Set exercise:
Give only the number of lines in the material below that contain the string "short". Case counts.

Task input:
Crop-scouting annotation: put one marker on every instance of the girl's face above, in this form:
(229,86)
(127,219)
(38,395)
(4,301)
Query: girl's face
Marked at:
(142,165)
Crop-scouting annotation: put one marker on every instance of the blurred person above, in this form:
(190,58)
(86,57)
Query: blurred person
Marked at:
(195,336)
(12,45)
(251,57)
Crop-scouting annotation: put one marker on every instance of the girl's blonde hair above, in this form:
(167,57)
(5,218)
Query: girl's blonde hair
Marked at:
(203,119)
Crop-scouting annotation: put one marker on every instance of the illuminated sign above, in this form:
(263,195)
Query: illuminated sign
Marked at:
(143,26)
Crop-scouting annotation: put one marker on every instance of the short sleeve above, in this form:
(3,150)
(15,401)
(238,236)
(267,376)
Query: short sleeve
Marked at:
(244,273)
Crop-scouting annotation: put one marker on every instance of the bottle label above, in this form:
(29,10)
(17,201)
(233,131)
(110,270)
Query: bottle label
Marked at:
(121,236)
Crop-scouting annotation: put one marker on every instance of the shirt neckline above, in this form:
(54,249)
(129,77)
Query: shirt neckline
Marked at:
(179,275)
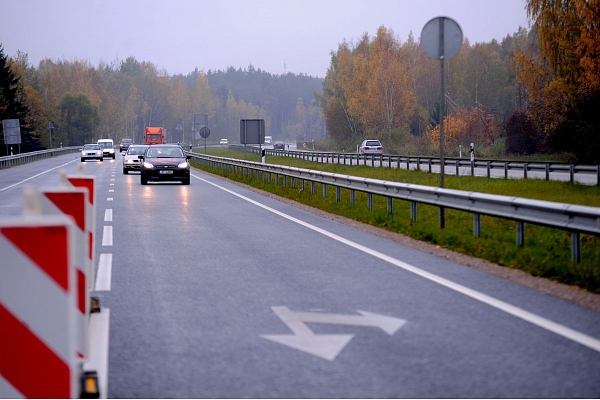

Exercise solution:
2